* START DATA SUPPLIED *

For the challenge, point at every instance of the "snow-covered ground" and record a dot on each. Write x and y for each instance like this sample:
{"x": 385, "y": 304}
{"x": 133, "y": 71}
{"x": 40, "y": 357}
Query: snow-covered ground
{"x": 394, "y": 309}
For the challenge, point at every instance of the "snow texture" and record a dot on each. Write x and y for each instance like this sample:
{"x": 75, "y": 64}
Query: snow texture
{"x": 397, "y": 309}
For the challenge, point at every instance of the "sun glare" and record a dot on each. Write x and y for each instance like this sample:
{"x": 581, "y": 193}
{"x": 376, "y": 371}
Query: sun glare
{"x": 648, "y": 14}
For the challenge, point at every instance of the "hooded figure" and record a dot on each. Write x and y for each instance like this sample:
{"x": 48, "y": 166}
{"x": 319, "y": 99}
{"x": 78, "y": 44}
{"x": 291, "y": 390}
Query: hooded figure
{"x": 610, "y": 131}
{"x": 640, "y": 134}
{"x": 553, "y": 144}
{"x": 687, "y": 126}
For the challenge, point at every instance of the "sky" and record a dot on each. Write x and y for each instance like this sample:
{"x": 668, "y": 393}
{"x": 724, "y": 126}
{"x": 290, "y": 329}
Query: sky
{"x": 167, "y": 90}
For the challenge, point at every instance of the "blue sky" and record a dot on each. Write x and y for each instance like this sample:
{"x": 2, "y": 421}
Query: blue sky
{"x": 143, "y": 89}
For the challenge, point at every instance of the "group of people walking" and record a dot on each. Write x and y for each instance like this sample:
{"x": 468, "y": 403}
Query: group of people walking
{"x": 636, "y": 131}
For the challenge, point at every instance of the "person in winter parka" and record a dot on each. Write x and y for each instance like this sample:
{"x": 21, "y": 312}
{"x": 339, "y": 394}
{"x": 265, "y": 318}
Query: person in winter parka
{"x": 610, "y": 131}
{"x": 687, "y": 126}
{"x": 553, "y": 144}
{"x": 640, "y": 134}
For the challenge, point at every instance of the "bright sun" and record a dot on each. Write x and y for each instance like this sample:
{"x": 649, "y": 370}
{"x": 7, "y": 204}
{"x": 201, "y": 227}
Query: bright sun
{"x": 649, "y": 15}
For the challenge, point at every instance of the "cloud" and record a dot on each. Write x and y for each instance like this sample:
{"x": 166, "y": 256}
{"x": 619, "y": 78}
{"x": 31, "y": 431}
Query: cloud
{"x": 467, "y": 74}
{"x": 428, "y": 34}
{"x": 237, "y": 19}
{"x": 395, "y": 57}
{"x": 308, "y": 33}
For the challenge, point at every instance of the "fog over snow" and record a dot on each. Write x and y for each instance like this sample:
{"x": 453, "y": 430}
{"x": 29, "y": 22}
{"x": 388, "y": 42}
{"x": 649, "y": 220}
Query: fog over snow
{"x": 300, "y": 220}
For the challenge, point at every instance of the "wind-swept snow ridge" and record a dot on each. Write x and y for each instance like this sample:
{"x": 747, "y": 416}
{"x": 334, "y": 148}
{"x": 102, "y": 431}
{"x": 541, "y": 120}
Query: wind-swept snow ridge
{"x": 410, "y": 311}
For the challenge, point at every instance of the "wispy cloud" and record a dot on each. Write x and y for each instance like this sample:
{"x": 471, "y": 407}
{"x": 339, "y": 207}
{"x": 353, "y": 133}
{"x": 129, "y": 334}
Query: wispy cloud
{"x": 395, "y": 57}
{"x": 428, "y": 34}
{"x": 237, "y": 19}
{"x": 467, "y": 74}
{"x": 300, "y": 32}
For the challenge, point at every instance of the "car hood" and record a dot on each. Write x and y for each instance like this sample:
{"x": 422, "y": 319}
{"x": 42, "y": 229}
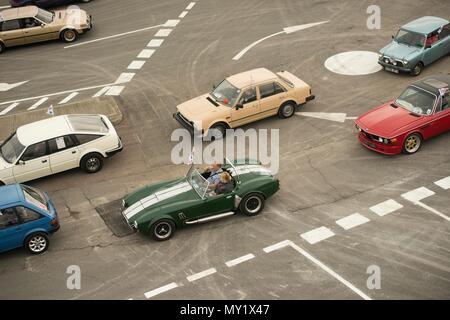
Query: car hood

* END DATA SUPPLIED *

## DIRECTION
Count the lines in the records above that contain the string "ridge". Give only the number.

## SOLUTION TO THIS PROBLEM
2